▶ _WHAT THE EXERCISE ASKS_
Every line of the entries with the word "wheel" in it should be shown.

(DATA IN THIS EXERCISE)

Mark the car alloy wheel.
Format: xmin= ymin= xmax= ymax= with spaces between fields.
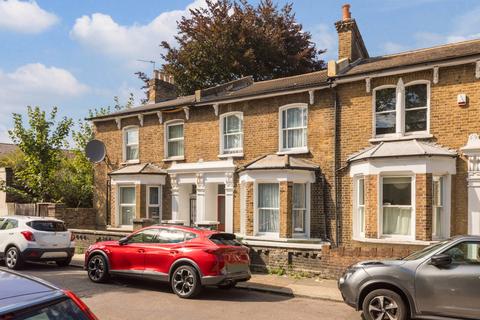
xmin=6 ymin=248 xmax=18 ymax=269
xmin=173 ymin=267 xmax=195 ymax=296
xmin=88 ymin=256 xmax=106 ymax=282
xmin=368 ymin=295 xmax=399 ymax=320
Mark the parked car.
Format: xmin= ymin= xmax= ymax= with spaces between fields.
xmin=338 ymin=235 xmax=480 ymax=320
xmin=0 ymin=216 xmax=75 ymax=270
xmin=84 ymin=225 xmax=251 ymax=298
xmin=0 ymin=267 xmax=97 ymax=319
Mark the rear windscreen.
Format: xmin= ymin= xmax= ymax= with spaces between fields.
xmin=27 ymin=221 xmax=67 ymax=232
xmin=209 ymin=233 xmax=242 ymax=246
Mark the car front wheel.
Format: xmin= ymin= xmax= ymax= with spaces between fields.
xmin=171 ymin=265 xmax=202 ymax=299
xmin=87 ymin=254 xmax=110 ymax=283
xmin=362 ymin=289 xmax=408 ymax=320
xmin=5 ymin=247 xmax=24 ymax=270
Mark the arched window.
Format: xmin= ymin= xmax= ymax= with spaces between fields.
xmin=220 ymin=112 xmax=243 ymax=155
xmin=123 ymin=126 xmax=139 ymax=162
xmin=279 ymin=103 xmax=308 ymax=153
xmin=164 ymin=120 xmax=184 ymax=159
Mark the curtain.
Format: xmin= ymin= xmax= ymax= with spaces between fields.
xmin=168 ymin=140 xmax=184 ymax=157
xmin=223 ymin=115 xmax=242 ymax=151
xmin=126 ymin=129 xmax=138 ymax=144
xmin=293 ymin=184 xmax=306 ymax=233
xmin=168 ymin=124 xmax=183 ymax=139
xmin=126 ymin=145 xmax=138 ymax=160
xmin=383 ymin=207 xmax=411 ymax=235
xmin=282 ymin=108 xmax=307 ymax=149
xmin=258 ymin=184 xmax=279 ymax=233
xmin=358 ymin=206 xmax=365 ymax=233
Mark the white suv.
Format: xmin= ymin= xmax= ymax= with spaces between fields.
xmin=0 ymin=216 xmax=75 ymax=269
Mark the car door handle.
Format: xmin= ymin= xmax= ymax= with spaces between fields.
xmin=137 ymin=249 xmax=145 ymax=253
xmin=170 ymin=250 xmax=179 ymax=255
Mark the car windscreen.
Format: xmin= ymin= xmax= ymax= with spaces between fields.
xmin=209 ymin=233 xmax=242 ymax=246
xmin=26 ymin=221 xmax=67 ymax=232
xmin=0 ymin=297 xmax=89 ymax=320
xmin=402 ymin=239 xmax=450 ymax=260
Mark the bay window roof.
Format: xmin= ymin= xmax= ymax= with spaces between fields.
xmin=241 ymin=154 xmax=319 ymax=171
xmin=348 ymin=140 xmax=456 ymax=163
xmin=109 ymin=163 xmax=167 ymax=175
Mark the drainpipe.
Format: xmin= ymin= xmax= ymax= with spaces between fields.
xmin=330 ymin=81 xmax=341 ymax=247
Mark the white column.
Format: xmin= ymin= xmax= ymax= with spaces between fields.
xmin=225 ymin=172 xmax=234 ymax=233
xmin=169 ymin=174 xmax=183 ymax=224
xmin=462 ymin=134 xmax=480 ymax=235
xmin=195 ymin=173 xmax=206 ymax=224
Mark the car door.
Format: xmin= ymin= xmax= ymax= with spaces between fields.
xmin=108 ymin=230 xmax=156 ymax=274
xmin=0 ymin=218 xmax=6 ymax=253
xmin=415 ymin=240 xmax=480 ymax=319
xmin=143 ymin=228 xmax=186 ymax=276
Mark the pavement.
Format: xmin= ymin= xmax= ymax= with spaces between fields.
xmin=20 ymin=264 xmax=360 ymax=320
xmin=71 ymin=254 xmax=343 ymax=302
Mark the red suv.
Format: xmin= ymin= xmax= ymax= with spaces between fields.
xmin=84 ymin=225 xmax=251 ymax=298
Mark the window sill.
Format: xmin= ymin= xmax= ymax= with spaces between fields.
xmin=218 ymin=152 xmax=244 ymax=159
xmin=121 ymin=160 xmax=140 ymax=165
xmin=163 ymin=156 xmax=185 ymax=162
xmin=277 ymin=148 xmax=309 ymax=155
xmin=369 ymin=133 xmax=433 ymax=143
xmin=352 ymin=236 xmax=436 ymax=246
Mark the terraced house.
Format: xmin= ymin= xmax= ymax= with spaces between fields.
xmin=89 ymin=5 xmax=480 ymax=274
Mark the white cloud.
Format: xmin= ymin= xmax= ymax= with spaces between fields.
xmin=0 ymin=63 xmax=89 ymax=142
xmin=0 ymin=0 xmax=58 ymax=34
xmin=311 ymin=23 xmax=336 ymax=61
xmin=70 ymin=0 xmax=207 ymax=64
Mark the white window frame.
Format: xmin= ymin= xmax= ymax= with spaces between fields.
xmin=372 ymin=79 xmax=430 ymax=139
xmin=219 ymin=112 xmax=243 ymax=156
xmin=278 ymin=103 xmax=308 ymax=154
xmin=432 ymin=175 xmax=451 ymax=240
xmin=379 ymin=174 xmax=416 ymax=241
xmin=164 ymin=120 xmax=184 ymax=160
xmin=254 ymin=182 xmax=281 ymax=238
xmin=117 ymin=185 xmax=136 ymax=228
xmin=353 ymin=175 xmax=366 ymax=239
xmin=292 ymin=183 xmax=311 ymax=238
xmin=122 ymin=126 xmax=139 ymax=163
xmin=147 ymin=185 xmax=162 ymax=222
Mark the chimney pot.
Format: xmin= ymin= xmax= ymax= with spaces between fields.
xmin=342 ymin=4 xmax=351 ymax=21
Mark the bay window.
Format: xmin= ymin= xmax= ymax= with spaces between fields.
xmin=381 ymin=177 xmax=413 ymax=237
xmin=220 ymin=112 xmax=243 ymax=155
xmin=373 ymin=80 xmax=429 ymax=138
xmin=354 ymin=177 xmax=365 ymax=237
xmin=147 ymin=186 xmax=162 ymax=223
xmin=166 ymin=121 xmax=184 ymax=159
xmin=293 ymin=183 xmax=307 ymax=234
xmin=119 ymin=186 xmax=136 ymax=226
xmin=279 ymin=104 xmax=308 ymax=152
xmin=123 ymin=126 xmax=139 ymax=162
xmin=433 ymin=176 xmax=446 ymax=239
xmin=257 ymin=183 xmax=280 ymax=234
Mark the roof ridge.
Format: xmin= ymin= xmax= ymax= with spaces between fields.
xmin=371 ymin=38 xmax=480 ymax=60
xmin=249 ymin=70 xmax=327 ymax=86
xmin=369 ymin=142 xmax=384 ymax=157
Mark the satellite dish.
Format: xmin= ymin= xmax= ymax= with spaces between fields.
xmin=85 ymin=139 xmax=106 ymax=163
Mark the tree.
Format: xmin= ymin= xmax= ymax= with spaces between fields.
xmin=159 ymin=0 xmax=325 ymax=95
xmin=8 ymin=106 xmax=72 ymax=203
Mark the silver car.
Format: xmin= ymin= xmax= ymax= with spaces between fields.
xmin=338 ymin=235 xmax=480 ymax=320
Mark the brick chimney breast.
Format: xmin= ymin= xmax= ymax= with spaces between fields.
xmin=148 ymin=69 xmax=177 ymax=104
xmin=335 ymin=4 xmax=369 ymax=62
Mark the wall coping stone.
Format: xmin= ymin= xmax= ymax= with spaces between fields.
xmin=69 ymin=228 xmax=130 ymax=237
xmin=243 ymin=239 xmax=328 ymax=250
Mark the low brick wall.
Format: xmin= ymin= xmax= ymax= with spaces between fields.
xmin=248 ymin=243 xmax=423 ymax=279
xmin=70 ymin=229 xmax=129 ymax=253
xmin=48 ymin=205 xmax=97 ymax=229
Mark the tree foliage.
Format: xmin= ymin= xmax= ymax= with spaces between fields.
xmin=160 ymin=0 xmax=325 ymax=95
xmin=7 ymin=106 xmax=72 ymax=203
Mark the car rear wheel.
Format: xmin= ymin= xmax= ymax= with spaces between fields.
xmin=56 ymin=257 xmax=72 ymax=267
xmin=362 ymin=289 xmax=408 ymax=320
xmin=171 ymin=265 xmax=202 ymax=299
xmin=5 ymin=247 xmax=24 ymax=270
xmin=87 ymin=254 xmax=109 ymax=283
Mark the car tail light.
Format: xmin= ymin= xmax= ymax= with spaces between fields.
xmin=70 ymin=232 xmax=75 ymax=242
xmin=63 ymin=290 xmax=98 ymax=320
xmin=21 ymin=231 xmax=35 ymax=242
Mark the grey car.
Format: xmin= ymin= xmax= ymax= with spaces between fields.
xmin=338 ymin=235 xmax=480 ymax=320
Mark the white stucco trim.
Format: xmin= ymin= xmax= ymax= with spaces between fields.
xmin=110 ymin=174 xmax=166 ymax=186
xmin=168 ymin=159 xmax=235 ymax=174
xmin=349 ymin=156 xmax=456 ymax=177
xmin=239 ymin=169 xmax=315 ymax=183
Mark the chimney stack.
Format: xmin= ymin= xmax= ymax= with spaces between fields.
xmin=334 ymin=4 xmax=369 ymax=62
xmin=148 ymin=69 xmax=177 ymax=104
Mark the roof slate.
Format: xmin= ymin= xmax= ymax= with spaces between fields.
xmin=109 ymin=163 xmax=166 ymax=175
xmin=347 ymin=140 xmax=457 ymax=162
xmin=242 ymin=154 xmax=319 ymax=171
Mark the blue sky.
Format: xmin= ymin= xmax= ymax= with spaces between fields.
xmin=1 ymin=0 xmax=479 ymax=143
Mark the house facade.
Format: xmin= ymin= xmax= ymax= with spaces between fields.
xmin=90 ymin=4 xmax=480 ymax=273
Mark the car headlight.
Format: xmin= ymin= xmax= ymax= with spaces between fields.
xmin=339 ymin=269 xmax=357 ymax=285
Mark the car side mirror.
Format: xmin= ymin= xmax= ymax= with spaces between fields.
xmin=118 ymin=237 xmax=129 ymax=245
xmin=430 ymin=253 xmax=452 ymax=267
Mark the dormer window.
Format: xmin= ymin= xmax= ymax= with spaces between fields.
xmin=373 ymin=79 xmax=430 ymax=138
xmin=279 ymin=103 xmax=308 ymax=153
xmin=123 ymin=126 xmax=139 ymax=162
xmin=220 ymin=112 xmax=243 ymax=156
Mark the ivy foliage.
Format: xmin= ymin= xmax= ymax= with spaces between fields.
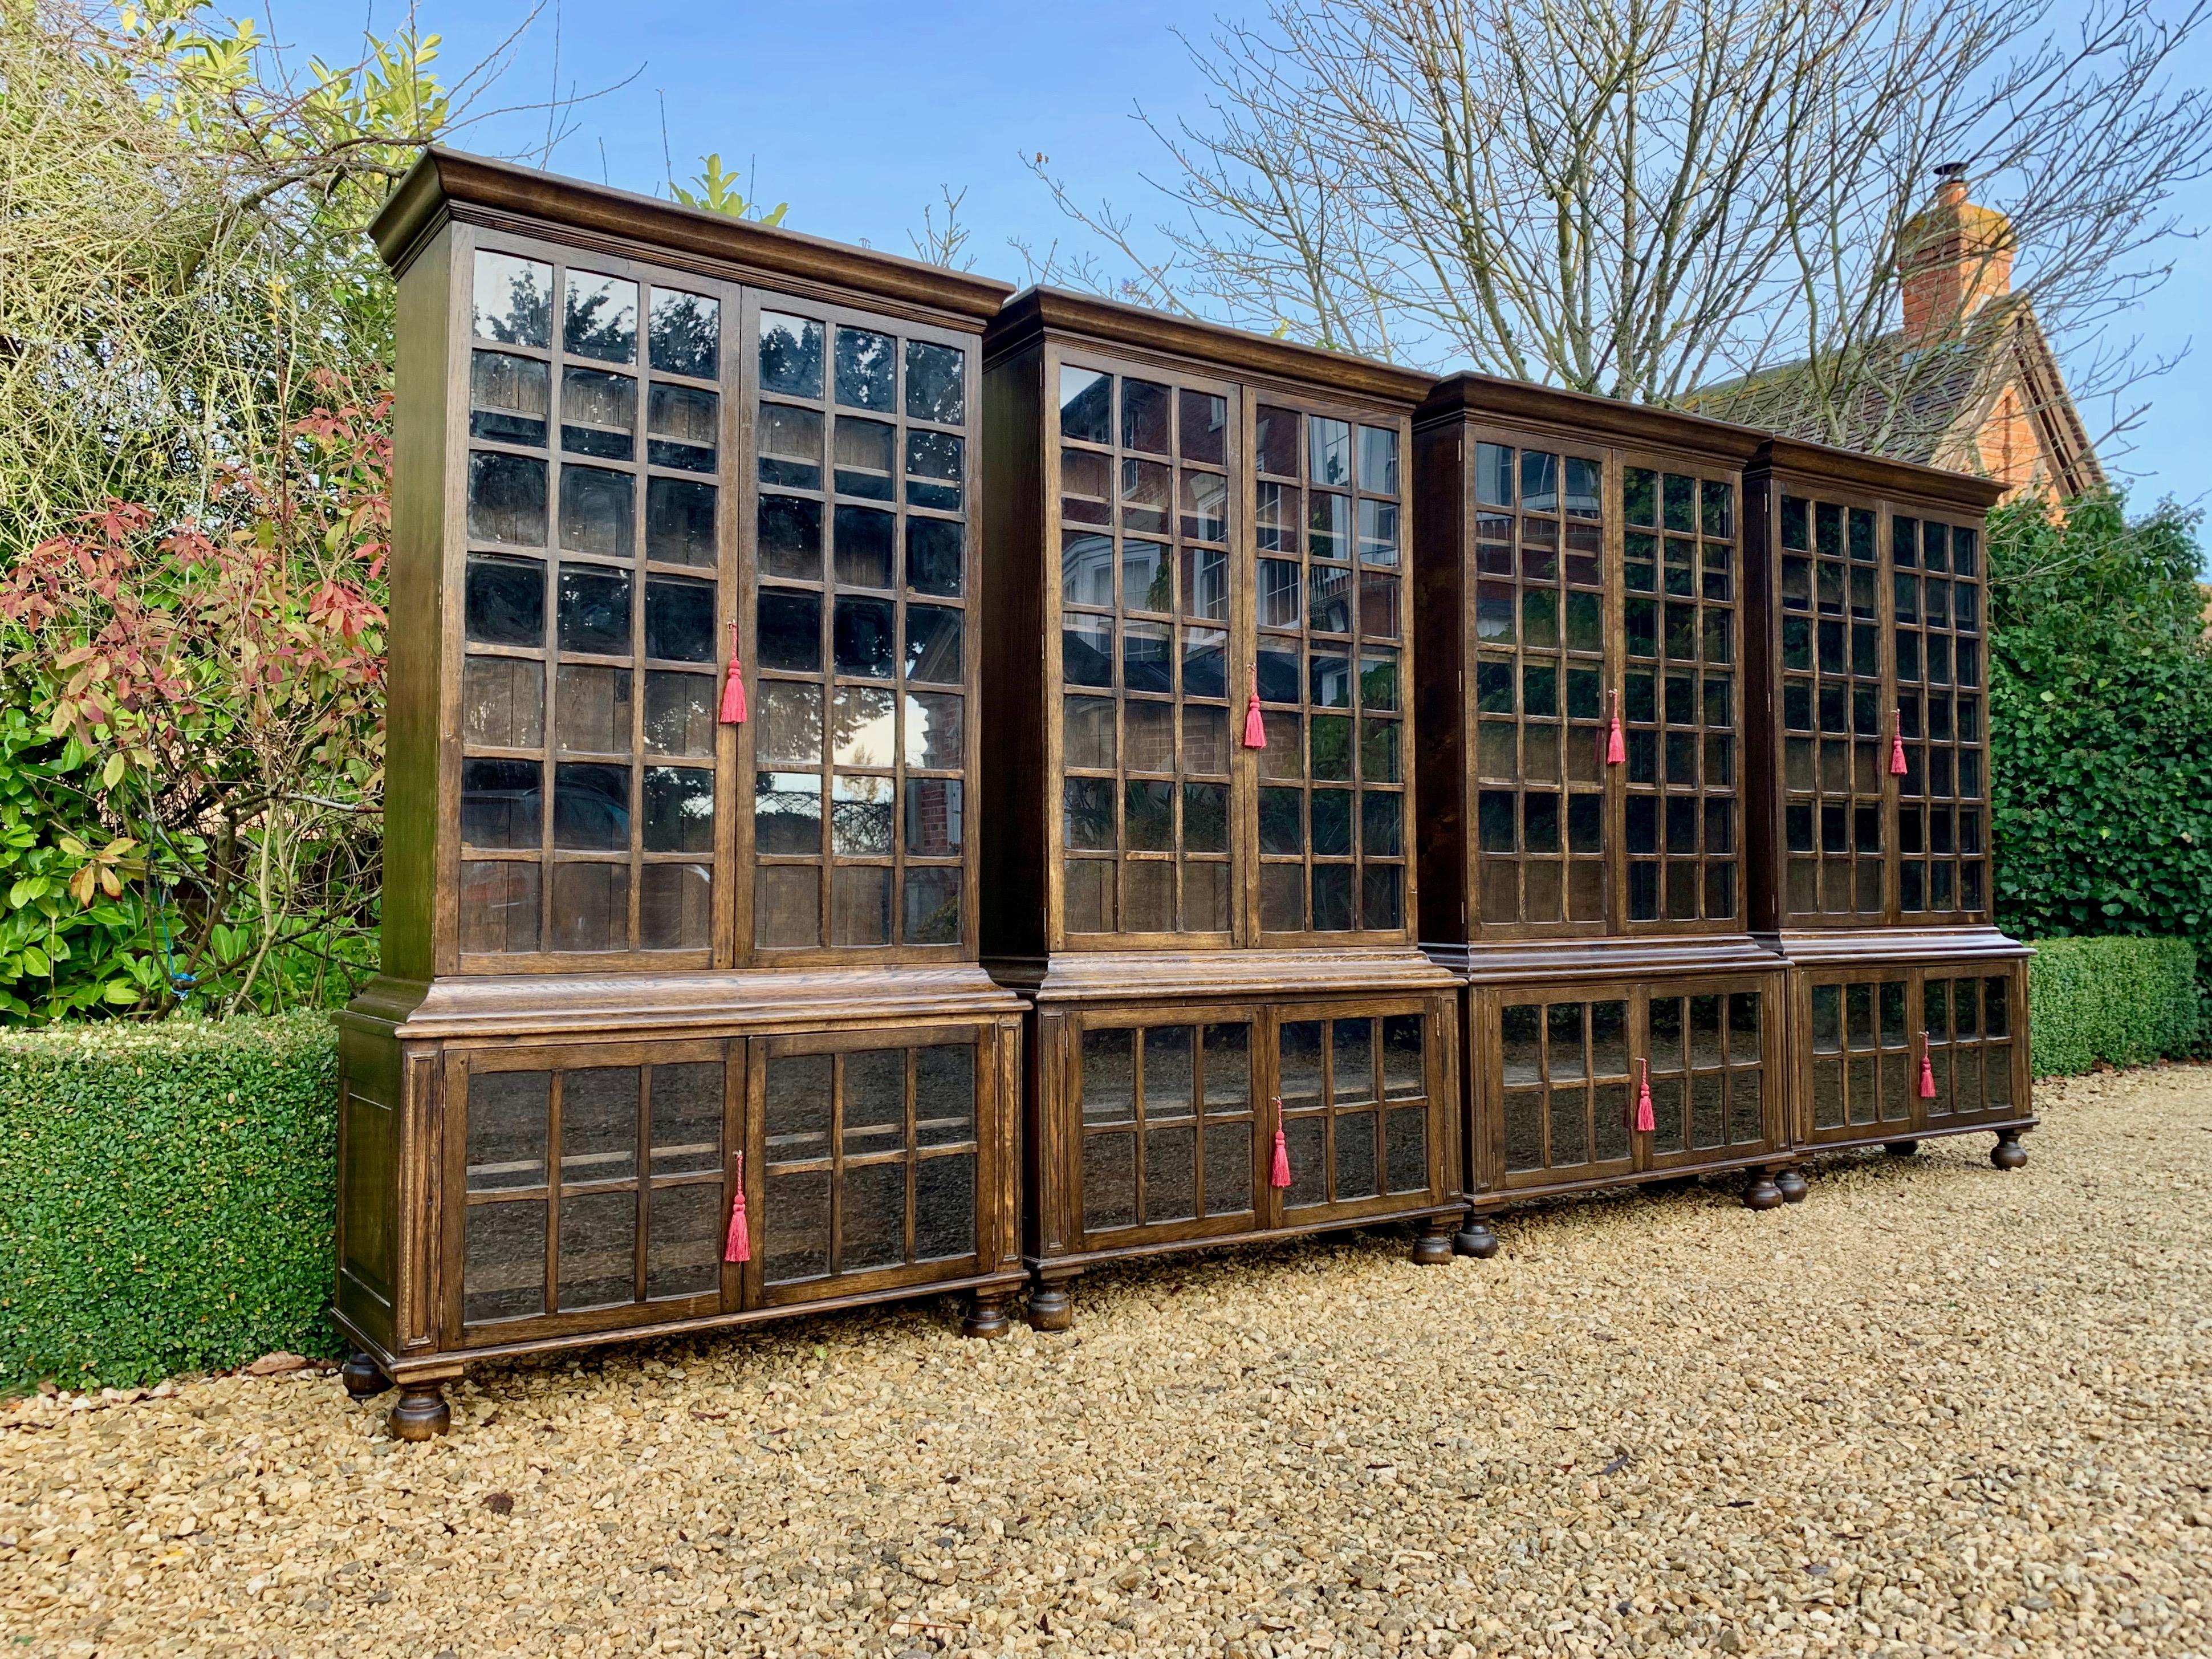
xmin=1987 ymin=490 xmax=2212 ymax=1019
xmin=0 ymin=1013 xmax=338 ymax=1392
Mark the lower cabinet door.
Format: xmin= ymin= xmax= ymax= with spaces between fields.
xmin=1800 ymin=961 xmax=2024 ymax=1144
xmin=448 ymin=1039 xmax=736 ymax=1347
xmin=751 ymin=1022 xmax=998 ymax=1307
xmin=1481 ymin=973 xmax=1783 ymax=1194
xmin=1062 ymin=995 xmax=1449 ymax=1254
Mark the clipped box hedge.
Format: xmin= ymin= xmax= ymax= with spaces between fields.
xmin=0 ymin=1012 xmax=339 ymax=1393
xmin=2027 ymin=936 xmax=2201 ymax=1077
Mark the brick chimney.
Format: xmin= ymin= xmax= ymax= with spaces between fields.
xmin=1900 ymin=164 xmax=2014 ymax=349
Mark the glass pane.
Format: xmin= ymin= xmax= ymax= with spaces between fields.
xmin=1083 ymin=1133 xmax=1136 ymax=1231
xmin=467 ymin=1070 xmax=550 ymax=1190
xmin=906 ymin=340 xmax=966 ymax=424
xmin=1205 ymin=1122 xmax=1253 ymax=1213
xmin=914 ymin=1046 xmax=975 ymax=1147
xmin=907 ymin=518 xmax=963 ymax=596
xmin=760 ymin=312 xmax=824 ymax=398
xmin=471 ymin=349 xmax=548 ymax=446
xmin=561 ymin=1067 xmax=639 ymax=1184
xmin=754 ymin=863 xmax=820 ymax=948
xmin=556 ymin=1184 xmax=635 ymax=1310
xmin=1146 ymin=1124 xmax=1198 ymax=1222
xmin=906 ymin=607 xmax=962 ymax=685
xmin=761 ymin=774 xmax=831 ymax=858
xmin=548 ymin=861 xmax=628 ymax=952
xmin=564 ymin=271 xmax=637 ymax=363
xmin=914 ymin=1153 xmax=974 ymax=1259
xmin=1122 ymin=379 xmax=1170 ymax=453
xmin=902 ymin=866 xmax=960 ymax=944
xmin=648 ymin=287 xmax=719 ymax=378
xmin=1059 ymin=367 xmax=1111 ymax=444
xmin=469 ymin=453 xmax=548 ymax=546
xmin=763 ymin=1166 xmax=831 ymax=1282
xmin=474 ymin=251 xmax=552 ymax=346
xmin=835 ymin=327 xmax=896 ymax=411
xmin=643 ymin=1181 xmax=719 ymax=1300
xmin=463 ymin=1200 xmax=546 ymax=1323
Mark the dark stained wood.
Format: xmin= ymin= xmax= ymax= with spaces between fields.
xmin=979 ymin=339 xmax=1048 ymax=968
xmin=978 ymin=299 xmax=1460 ymax=1310
xmin=375 ymin=151 xmax=1013 ymax=325
xmin=340 ymin=152 xmax=1029 ymax=1416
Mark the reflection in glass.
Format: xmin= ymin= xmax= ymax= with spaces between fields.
xmin=835 ymin=327 xmax=897 ymax=410
xmin=473 ymin=251 xmax=552 ymax=346
xmin=755 ymin=771 xmax=824 ymax=855
xmin=905 ymin=340 xmax=966 ymax=423
xmin=644 ymin=477 xmax=715 ymax=568
xmin=760 ymin=312 xmax=824 ymax=397
xmin=648 ymin=287 xmax=719 ymax=378
xmin=563 ymin=271 xmax=637 ymax=363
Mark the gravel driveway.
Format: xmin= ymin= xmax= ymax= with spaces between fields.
xmin=3 ymin=1064 xmax=2208 ymax=1658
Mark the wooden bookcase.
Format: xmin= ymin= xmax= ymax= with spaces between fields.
xmin=1745 ymin=441 xmax=2033 ymax=1167
xmin=980 ymin=292 xmax=1463 ymax=1327
xmin=1413 ymin=379 xmax=1796 ymax=1237
xmin=335 ymin=152 xmax=1028 ymax=1437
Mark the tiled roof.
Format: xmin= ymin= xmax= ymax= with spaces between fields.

(End DATA IN THIS EXERCISE)

▶ _RESULT BELOW_
Mark the car alloy wheel.
Mark the car front wheel.
Mark the car rear wheel.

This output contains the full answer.